§ Data for this exercise:

= = = = = = =

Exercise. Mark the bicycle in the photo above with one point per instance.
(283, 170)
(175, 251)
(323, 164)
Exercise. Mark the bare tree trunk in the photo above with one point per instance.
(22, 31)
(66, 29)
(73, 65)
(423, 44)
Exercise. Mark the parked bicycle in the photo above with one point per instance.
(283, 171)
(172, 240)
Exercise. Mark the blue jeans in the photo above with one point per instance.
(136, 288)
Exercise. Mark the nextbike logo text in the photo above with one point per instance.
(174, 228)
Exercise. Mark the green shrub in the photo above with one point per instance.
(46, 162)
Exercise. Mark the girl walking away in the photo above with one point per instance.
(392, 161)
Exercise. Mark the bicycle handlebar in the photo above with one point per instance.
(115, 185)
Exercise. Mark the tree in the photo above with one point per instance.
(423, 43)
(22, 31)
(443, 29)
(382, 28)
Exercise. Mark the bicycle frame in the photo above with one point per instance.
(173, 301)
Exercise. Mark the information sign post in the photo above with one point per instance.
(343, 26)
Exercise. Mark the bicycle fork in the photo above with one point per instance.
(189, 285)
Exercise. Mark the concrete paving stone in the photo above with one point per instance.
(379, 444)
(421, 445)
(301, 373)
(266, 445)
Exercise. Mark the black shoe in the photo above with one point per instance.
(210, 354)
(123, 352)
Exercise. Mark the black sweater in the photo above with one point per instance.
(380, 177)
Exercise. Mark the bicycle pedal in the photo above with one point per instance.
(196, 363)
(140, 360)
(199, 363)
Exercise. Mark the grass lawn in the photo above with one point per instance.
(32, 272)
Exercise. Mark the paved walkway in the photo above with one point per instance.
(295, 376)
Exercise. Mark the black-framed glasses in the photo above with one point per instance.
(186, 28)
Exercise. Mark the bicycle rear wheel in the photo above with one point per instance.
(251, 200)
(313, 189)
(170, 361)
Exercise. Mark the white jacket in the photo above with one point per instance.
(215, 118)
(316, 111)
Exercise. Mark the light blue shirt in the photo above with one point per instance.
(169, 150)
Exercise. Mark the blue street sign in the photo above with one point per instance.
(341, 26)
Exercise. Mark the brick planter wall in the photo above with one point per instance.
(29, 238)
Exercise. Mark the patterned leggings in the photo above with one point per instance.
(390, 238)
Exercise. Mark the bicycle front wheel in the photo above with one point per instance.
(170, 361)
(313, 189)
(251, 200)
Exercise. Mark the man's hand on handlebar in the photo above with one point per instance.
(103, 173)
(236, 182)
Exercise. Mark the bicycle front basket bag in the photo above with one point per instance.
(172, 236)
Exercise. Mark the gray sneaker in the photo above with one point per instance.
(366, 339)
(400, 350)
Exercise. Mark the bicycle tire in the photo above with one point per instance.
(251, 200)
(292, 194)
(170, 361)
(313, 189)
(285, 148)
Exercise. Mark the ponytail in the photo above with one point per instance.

= = = = = = =

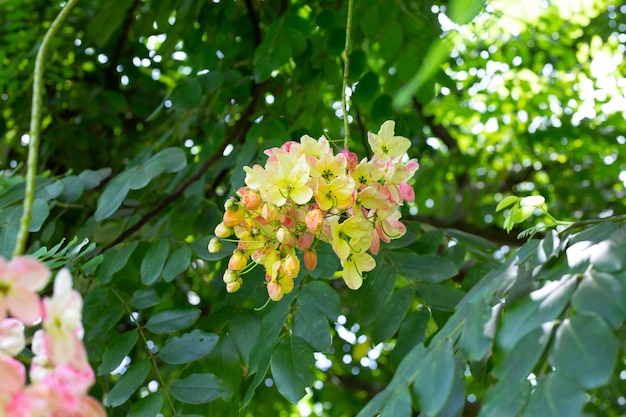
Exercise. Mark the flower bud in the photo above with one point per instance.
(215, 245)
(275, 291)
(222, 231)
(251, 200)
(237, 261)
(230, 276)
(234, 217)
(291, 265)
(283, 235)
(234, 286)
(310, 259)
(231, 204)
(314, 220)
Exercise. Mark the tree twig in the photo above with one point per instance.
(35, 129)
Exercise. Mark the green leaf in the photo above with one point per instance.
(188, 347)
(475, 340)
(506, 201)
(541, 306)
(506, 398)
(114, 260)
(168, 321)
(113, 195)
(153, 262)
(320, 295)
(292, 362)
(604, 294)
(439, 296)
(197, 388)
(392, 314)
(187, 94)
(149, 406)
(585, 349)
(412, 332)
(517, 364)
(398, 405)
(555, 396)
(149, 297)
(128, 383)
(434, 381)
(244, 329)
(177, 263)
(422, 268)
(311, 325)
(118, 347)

= = = = = = =

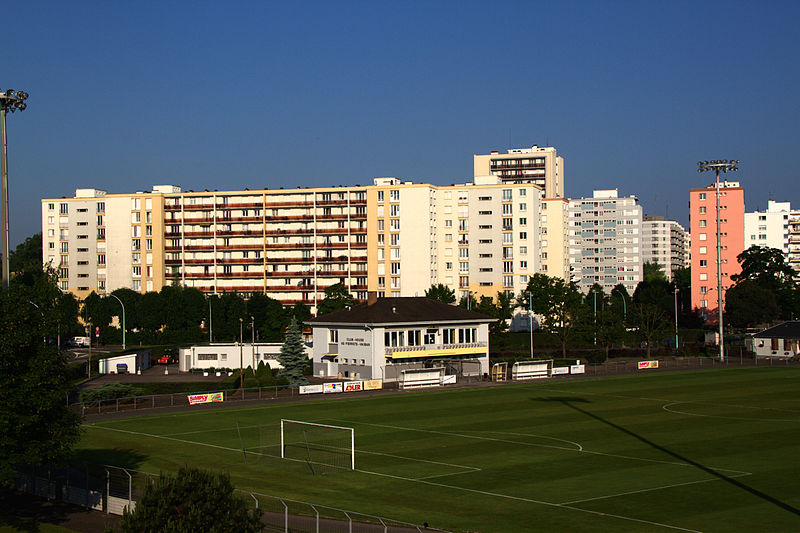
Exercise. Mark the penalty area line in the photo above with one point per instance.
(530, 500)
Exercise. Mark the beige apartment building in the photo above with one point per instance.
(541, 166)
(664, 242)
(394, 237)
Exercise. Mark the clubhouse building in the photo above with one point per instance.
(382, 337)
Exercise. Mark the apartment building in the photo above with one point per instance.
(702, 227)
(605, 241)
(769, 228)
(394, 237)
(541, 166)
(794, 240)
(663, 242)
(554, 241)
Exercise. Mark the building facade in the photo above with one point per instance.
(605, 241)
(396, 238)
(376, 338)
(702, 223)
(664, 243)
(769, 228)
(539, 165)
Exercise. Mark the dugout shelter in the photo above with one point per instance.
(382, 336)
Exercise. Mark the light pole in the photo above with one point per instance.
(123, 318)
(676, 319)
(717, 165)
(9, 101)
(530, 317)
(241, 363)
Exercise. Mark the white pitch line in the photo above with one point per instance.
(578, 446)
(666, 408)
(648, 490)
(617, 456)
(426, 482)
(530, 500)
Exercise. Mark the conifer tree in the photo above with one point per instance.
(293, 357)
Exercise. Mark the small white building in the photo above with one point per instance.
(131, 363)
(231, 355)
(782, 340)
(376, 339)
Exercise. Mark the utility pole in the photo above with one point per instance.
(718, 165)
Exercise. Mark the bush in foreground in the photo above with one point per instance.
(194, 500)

= = = = = = =

Begin at the line that has "Exercise. Mark the light blue" in the entries above; stop after the line that has "Exercise. Mark the ponytail". Transcribe exactly those lines and no others.

Exercise. Mark the light blue shirt in the photo above with one point per instance.
(169, 150)
Exercise. Mark the blue street sign in the photo above with one point per instance.
(341, 26)
Exercise. Mark the brick planter wall in the photo above with one point per instance.
(29, 238)
Exercise. Mark the patterned leggings in the photo above with one point per instance.
(390, 238)
Exercise. Mark the bicycle front wheel in the photo above with one point per instance.
(170, 361)
(313, 189)
(251, 200)
Exercise. Mark the man's hand on handlebar in the photo above with one point per instance.
(103, 173)
(236, 182)
Exercise. Mark the bicycle front basket bag in the photo above with one point per instance.
(172, 236)
Exercise. Mark the gray sneaker in the photo above with one point per instance.
(366, 339)
(400, 350)
Exercise. Mark the bicycle tire in the photo above with one point per instance.
(251, 200)
(292, 194)
(170, 361)
(313, 189)
(285, 148)
Exercise. Mark the ponytail in the photo above with one point per instance.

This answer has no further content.